# DATA RECORDS
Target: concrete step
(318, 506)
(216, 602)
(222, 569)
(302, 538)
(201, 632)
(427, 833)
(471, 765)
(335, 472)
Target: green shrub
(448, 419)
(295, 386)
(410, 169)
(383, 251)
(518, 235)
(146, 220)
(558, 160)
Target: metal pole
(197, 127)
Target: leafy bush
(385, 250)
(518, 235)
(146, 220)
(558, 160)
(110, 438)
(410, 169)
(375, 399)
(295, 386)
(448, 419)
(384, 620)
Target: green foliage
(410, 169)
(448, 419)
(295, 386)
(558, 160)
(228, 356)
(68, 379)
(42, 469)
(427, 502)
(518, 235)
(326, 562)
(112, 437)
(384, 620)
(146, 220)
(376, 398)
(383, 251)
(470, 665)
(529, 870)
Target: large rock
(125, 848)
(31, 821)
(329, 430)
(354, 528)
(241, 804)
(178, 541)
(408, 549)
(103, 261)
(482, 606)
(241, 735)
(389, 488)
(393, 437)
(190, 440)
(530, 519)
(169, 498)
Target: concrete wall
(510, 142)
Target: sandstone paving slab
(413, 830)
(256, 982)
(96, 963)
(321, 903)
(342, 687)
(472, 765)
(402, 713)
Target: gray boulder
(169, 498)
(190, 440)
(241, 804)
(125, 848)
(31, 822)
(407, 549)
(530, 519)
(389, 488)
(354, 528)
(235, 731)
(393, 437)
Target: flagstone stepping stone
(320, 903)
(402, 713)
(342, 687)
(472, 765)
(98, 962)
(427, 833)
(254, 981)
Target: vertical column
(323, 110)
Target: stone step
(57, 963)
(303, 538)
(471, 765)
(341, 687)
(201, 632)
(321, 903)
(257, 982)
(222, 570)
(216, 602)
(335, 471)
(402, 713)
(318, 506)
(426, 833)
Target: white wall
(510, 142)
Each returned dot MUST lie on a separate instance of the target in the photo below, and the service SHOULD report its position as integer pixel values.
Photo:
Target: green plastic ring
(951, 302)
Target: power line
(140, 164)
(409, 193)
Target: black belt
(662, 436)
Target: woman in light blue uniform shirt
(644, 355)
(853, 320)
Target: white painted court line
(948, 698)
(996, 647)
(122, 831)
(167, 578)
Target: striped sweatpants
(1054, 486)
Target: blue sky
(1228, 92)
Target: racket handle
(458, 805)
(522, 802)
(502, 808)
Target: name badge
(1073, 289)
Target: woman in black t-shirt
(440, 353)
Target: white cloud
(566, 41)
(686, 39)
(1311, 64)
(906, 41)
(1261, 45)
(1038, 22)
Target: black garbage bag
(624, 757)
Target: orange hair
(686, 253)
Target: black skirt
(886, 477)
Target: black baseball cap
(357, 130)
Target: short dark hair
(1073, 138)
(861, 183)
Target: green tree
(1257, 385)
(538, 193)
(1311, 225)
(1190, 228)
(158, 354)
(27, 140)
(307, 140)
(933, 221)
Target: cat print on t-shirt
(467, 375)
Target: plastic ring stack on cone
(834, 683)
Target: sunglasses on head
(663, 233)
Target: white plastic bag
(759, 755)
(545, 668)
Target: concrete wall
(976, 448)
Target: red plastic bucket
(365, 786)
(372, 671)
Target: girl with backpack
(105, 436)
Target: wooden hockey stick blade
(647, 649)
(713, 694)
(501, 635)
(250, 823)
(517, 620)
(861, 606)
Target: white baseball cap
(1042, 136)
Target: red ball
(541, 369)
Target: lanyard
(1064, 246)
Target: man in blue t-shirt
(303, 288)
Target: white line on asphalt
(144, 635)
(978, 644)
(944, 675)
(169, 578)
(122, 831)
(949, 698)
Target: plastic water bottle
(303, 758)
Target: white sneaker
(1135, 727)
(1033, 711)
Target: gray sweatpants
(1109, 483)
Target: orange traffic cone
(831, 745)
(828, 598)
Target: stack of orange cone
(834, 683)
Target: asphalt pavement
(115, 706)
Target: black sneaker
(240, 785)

...

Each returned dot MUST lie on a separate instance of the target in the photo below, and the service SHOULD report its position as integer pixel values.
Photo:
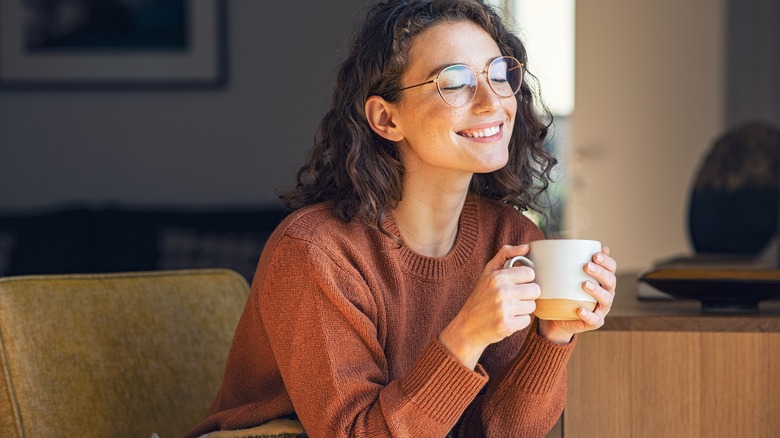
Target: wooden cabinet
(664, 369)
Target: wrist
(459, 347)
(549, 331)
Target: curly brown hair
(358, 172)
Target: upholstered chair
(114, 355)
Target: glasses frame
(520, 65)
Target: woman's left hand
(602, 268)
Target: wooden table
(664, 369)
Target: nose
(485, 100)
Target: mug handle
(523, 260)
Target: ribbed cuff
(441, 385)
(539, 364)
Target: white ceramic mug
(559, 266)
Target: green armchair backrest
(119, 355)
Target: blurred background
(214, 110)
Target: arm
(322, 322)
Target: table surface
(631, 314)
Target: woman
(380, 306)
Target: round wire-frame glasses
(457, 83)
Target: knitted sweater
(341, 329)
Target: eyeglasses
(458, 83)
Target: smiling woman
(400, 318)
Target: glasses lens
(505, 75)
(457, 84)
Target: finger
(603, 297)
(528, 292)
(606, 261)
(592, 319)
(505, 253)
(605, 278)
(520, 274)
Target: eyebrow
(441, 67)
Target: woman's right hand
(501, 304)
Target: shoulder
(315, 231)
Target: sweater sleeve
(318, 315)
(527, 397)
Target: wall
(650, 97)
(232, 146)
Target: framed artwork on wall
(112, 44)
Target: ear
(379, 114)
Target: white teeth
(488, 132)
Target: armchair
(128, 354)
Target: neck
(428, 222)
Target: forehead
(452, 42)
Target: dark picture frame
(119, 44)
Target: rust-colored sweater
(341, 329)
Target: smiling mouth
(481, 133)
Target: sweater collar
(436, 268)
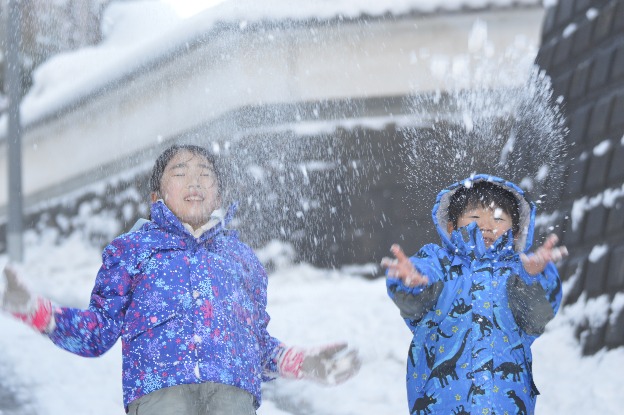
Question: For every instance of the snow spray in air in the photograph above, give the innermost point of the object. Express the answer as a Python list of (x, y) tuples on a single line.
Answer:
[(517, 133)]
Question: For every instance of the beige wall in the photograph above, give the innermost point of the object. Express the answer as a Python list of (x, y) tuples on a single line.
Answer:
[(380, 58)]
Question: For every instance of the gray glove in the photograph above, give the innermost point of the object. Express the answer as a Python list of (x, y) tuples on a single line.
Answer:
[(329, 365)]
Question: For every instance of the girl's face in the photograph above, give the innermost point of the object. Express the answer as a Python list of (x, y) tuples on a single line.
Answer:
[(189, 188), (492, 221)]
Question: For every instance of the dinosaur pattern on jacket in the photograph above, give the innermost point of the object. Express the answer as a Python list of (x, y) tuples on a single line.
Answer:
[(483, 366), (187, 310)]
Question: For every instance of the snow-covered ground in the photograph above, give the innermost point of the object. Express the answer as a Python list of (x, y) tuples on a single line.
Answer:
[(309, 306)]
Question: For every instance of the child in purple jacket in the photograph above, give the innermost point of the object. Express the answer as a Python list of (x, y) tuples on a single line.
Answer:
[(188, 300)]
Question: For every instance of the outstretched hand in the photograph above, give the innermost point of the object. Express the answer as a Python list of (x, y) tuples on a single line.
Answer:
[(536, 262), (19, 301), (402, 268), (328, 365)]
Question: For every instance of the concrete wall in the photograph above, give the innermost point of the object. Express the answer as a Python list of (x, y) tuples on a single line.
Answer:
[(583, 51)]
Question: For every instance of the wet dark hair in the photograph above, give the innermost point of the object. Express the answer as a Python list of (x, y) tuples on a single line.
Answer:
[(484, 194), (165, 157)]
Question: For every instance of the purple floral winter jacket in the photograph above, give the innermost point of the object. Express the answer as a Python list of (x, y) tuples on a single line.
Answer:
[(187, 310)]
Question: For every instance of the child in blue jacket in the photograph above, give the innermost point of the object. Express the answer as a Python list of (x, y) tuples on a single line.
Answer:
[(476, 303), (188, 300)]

# TASK ITEM
Copy out the lines of the records above in which the string "child" appears.

# FINAL ANSWER
Question: For every instance of the child in purple jacket in the photograph above, give the innermost point of the object. Express the answer as a Python list of (x, y) tuples on a single line.
Question: For every instance of the child in blue jacket in the photograph above, give the innermost point of the object. Express the answer as a Python list of (x, y) tuples on a single line.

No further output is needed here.